TASK STATEMENT = The copy has to match the data exactly and leave out every picture.

SOURCE RECORDS =
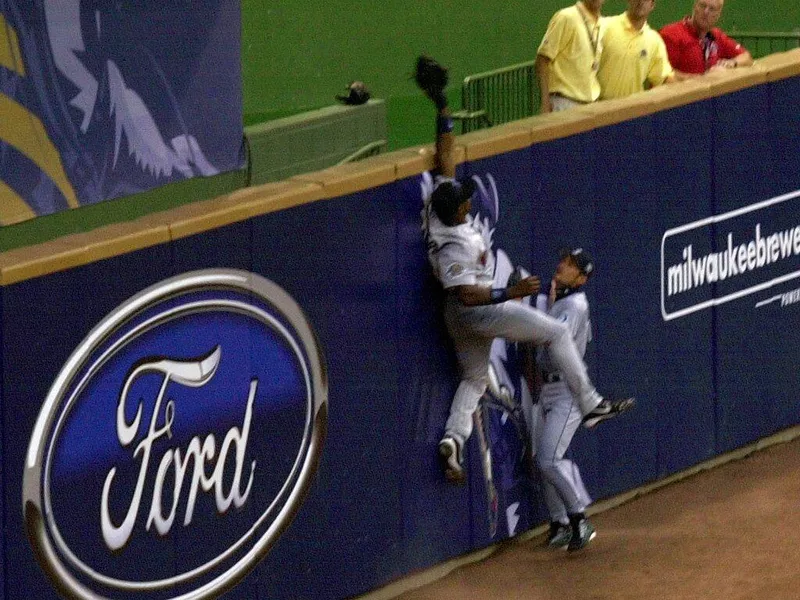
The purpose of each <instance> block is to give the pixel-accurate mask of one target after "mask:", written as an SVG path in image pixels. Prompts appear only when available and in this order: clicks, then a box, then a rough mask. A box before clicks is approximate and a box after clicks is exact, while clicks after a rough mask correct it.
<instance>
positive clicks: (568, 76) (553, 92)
mask: <svg viewBox="0 0 800 600" xmlns="http://www.w3.org/2000/svg"><path fill="white" fill-rule="evenodd" d="M579 4H580V3H578V4H576V5H575V6H570V7H568V8H564V9H562V10H560V11H558V12H557V13H556V14H555V15H553V18H552V19H550V24H549V25H548V26H547V32H546V33H545V34H544V38H542V42H541V44H540V45H539V50H538V54H541V55H542V56H544V57H546V58H549V59H550V61H551V62H550V74H549V76H550V79H549V81H550V92H551V93H557V94H561V95H563V96H566V97H567V98H571V99H572V100H577V101H578V102H594V101H595V100H597V99H598V98H599V97H600V82H599V81H598V80H597V66H598V62H599V58H600V53H601V52H602V19H601V20H600V21H594V18H593V17H592V15H590V14H589V13H588V12H587V11H586V10H585V9H583V7H582V6H579Z"/></svg>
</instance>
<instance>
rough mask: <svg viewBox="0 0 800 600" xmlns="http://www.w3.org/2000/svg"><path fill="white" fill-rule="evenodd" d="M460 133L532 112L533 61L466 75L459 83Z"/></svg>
mask: <svg viewBox="0 0 800 600" xmlns="http://www.w3.org/2000/svg"><path fill="white" fill-rule="evenodd" d="M461 103H462V110H461V111H459V112H457V113H455V114H454V115H453V116H454V118H455V119H457V120H459V121H461V131H462V133H467V132H469V131H474V130H476V129H481V128H483V127H491V126H493V125H500V124H501V123H508V122H509V121H515V120H517V119H523V118H525V117H530V116H532V115H535V114H536V113H537V112H538V110H539V85H538V80H537V79H536V72H535V70H534V61H530V62H524V63H519V64H516V65H511V66H509V67H504V68H502V69H495V70H494V71H486V72H484V73H476V74H475V75H469V76H467V77H466V78H465V79H464V82H463V84H462V85H461Z"/></svg>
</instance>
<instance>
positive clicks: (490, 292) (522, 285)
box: [454, 275, 542, 306]
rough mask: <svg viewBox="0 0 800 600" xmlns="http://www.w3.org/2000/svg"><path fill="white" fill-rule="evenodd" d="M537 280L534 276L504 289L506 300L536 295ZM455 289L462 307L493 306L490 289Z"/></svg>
mask: <svg viewBox="0 0 800 600" xmlns="http://www.w3.org/2000/svg"><path fill="white" fill-rule="evenodd" d="M541 287H542V286H541V283H540V282H539V278H538V277H536V276H535V275H532V276H530V277H526V278H525V279H522V280H520V281H519V282H517V283H515V284H514V285H511V286H509V287H507V288H505V289H506V293H507V295H508V299H509V300H512V299H514V298H524V297H525V296H530V295H531V294H537V293H538V292H539V290H540V289H541ZM454 289H455V293H456V294H457V296H458V300H459V301H460V302H461V304H463V305H464V306H483V305H485V304H494V302H492V290H491V288H485V287H480V286H478V285H460V286H458V287H457V288H454Z"/></svg>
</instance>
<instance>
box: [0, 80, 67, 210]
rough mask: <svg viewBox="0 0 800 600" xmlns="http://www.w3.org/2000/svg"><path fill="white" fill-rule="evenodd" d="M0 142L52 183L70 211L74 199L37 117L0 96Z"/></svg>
mask: <svg viewBox="0 0 800 600" xmlns="http://www.w3.org/2000/svg"><path fill="white" fill-rule="evenodd" d="M0 140H2V141H4V142H6V143H7V144H9V145H11V146H13V147H14V148H16V149H17V150H19V151H20V152H22V154H24V155H25V156H27V157H28V158H30V159H31V160H32V161H33V162H34V163H36V166H37V167H39V168H40V169H41V170H42V171H43V172H44V173H45V174H46V175H47V176H48V177H49V178H50V179H51V180H52V181H53V183H55V184H56V186H57V187H58V189H59V191H60V192H61V193H62V194H63V195H64V198H66V200H67V205H69V207H70V208H78V198H77V196H76V195H75V190H73V189H72V184H71V183H70V182H69V179H67V174H66V172H65V171H64V166H63V165H62V164H61V155H59V153H58V150H57V149H56V147H55V145H54V144H53V142H51V141H50V137H49V136H48V135H47V131H46V130H45V128H44V125H43V124H42V122H41V120H39V117H37V116H36V115H34V114H33V113H31V112H30V111H28V109H27V108H25V107H24V106H22V105H21V104H19V103H17V102H15V101H14V100H12V99H11V98H9V97H8V96H6V95H4V94H0Z"/></svg>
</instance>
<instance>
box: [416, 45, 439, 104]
mask: <svg viewBox="0 0 800 600" xmlns="http://www.w3.org/2000/svg"><path fill="white" fill-rule="evenodd" d="M414 81H416V82H417V85H418V86H419V88H420V89H421V90H422V91H423V92H425V95H426V96H428V98H430V99H431V100H433V102H434V104H436V108H438V109H439V110H441V109H442V108H444V107H445V106H447V98H446V97H445V95H444V89H445V88H446V87H447V69H446V68H444V67H443V66H442V65H440V64H439V63H438V62H436V60H435V59H433V58H431V57H430V56H427V55H424V54H423V55H422V56H420V57H419V58H418V59H417V66H416V69H415V70H414Z"/></svg>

YOUR SOLUTION =
The purpose of each <instance> block is to give the pixel-accurate mask of one target after "mask:", written as an SVG path in image pixels. Prompts appear only when available and in this order: clicks, then a box, then a rough mask. A box before clicks is approximate and a box after clicks is exact, while clicks after a rough mask correct it.
<instance>
positive clicks: (568, 76) (553, 92)
mask: <svg viewBox="0 0 800 600" xmlns="http://www.w3.org/2000/svg"><path fill="white" fill-rule="evenodd" d="M579 4H580V3H578V4H576V5H575V6H570V7H568V8H564V9H562V10H560V11H558V12H557V13H556V14H555V15H553V18H552V19H550V24H549V25H548V26H547V32H546V33H545V34H544V38H542V42H541V44H540V45H539V50H538V54H541V55H542V56H544V57H546V58H549V59H550V61H551V62H550V74H549V76H550V79H549V81H550V92H551V93H557V94H561V95H563V96H566V97H567V98H571V99H572V100H577V101H578V102H594V101H595V100H597V99H598V98H599V97H600V82H599V81H598V80H597V66H598V62H599V58H600V53H601V52H602V19H601V20H600V21H594V18H593V17H592V15H590V14H589V13H588V12H587V11H586V10H585V9H583V7H582V6H579Z"/></svg>
</instance>
<instance>
rough mask: <svg viewBox="0 0 800 600" xmlns="http://www.w3.org/2000/svg"><path fill="white" fill-rule="evenodd" d="M460 133L532 112L533 61L466 75L459 83Z"/></svg>
mask: <svg viewBox="0 0 800 600" xmlns="http://www.w3.org/2000/svg"><path fill="white" fill-rule="evenodd" d="M461 103H462V110H461V111H459V112H457V113H455V114H454V115H453V116H454V118H455V119H457V120H459V121H461V131H462V133H467V132H469V131H474V130H476V129H481V128H483V127H491V126H493V125H500V124H501V123H508V122H509V121H515V120H517V119H523V118H525V117H530V116H532V115H535V114H536V113H537V112H538V110H539V85H538V80H537V79H536V72H535V70H534V61H530V62H524V63H519V64H516V65H511V66H509V67H504V68H502V69H495V70H494V71H486V72H484V73H476V74H475V75H469V76H467V77H466V78H465V79H464V82H463V84H462V85H461Z"/></svg>
</instance>
<instance>
positive clicks: (490, 292) (522, 285)
box: [454, 275, 542, 306]
rough mask: <svg viewBox="0 0 800 600" xmlns="http://www.w3.org/2000/svg"><path fill="white" fill-rule="evenodd" d="M537 280L534 276L504 289L506 300L536 295ZM455 289L462 307L493 306L490 289Z"/></svg>
mask: <svg viewBox="0 0 800 600" xmlns="http://www.w3.org/2000/svg"><path fill="white" fill-rule="evenodd" d="M541 287H542V286H541V283H540V282H539V278H538V277H536V276H535V275H532V276H530V277H526V278H525V279H522V280H520V281H519V282H517V283H515V284H514V285H511V286H509V287H507V288H505V289H506V293H507V295H508V299H509V300H512V299H514V298H524V297H525V296H530V295H531V294H537V293H538V292H539V290H540V289H541ZM454 289H455V293H456V294H457V296H458V300H459V301H460V302H461V304H463V305H464V306H483V305H485V304H494V302H492V290H491V288H485V287H480V286H478V285H460V286H458V287H457V288H454Z"/></svg>
</instance>
<instance>
box: [0, 80, 67, 210]
rough mask: <svg viewBox="0 0 800 600" xmlns="http://www.w3.org/2000/svg"><path fill="white" fill-rule="evenodd" d="M0 142L52 183L70 211L74 199L37 117L0 96Z"/></svg>
mask: <svg viewBox="0 0 800 600" xmlns="http://www.w3.org/2000/svg"><path fill="white" fill-rule="evenodd" d="M0 140H2V141H4V142H6V143H7V144H9V145H11V146H13V147H14V148H16V149H17V150H19V151H20V152H22V154H24V155H25V156H27V157H28V158H30V159H31V160H32V161H33V162H34V163H36V166H37V167H39V168H40V169H41V170H42V171H43V172H44V173H45V174H46V175H47V176H48V177H49V178H50V179H51V180H52V181H53V183H55V184H56V186H57V187H58V189H59V191H60V192H61V193H62V194H63V195H64V198H66V200H67V205H69V207H70V208H78V198H77V196H76V195H75V190H73V189H72V184H71V183H70V182H69V179H67V174H66V172H65V171H64V166H63V165H62V164H61V155H59V153H58V150H57V149H56V147H55V145H54V144H53V142H51V141H50V137H49V136H48V135H47V131H46V130H45V128H44V125H43V124H42V122H41V120H39V117H37V116H36V115H34V114H33V113H31V112H30V111H28V109H27V108H25V107H24V106H22V105H21V104H19V103H17V102H15V101H14V100H12V99H11V98H9V97H8V96H6V95H4V94H0Z"/></svg>
</instance>
<instance>
box: [416, 45, 439, 104]
mask: <svg viewBox="0 0 800 600" xmlns="http://www.w3.org/2000/svg"><path fill="white" fill-rule="evenodd" d="M414 81H416V82H417V85H418V86H419V88H420V89H421V90H422V91H423V92H425V95H426V96H428V98H430V99H431V100H433V102H434V104H436V108H438V109H439V110H441V109H442V108H444V107H445V106H447V98H446V97H445V95H444V89H445V88H446V87H447V69H446V68H444V67H443V66H442V65H440V64H439V63H438V62H436V60H435V59H433V58H431V57H430V56H427V55H424V54H423V55H422V56H420V57H419V58H418V59H417V66H416V69H415V70H414Z"/></svg>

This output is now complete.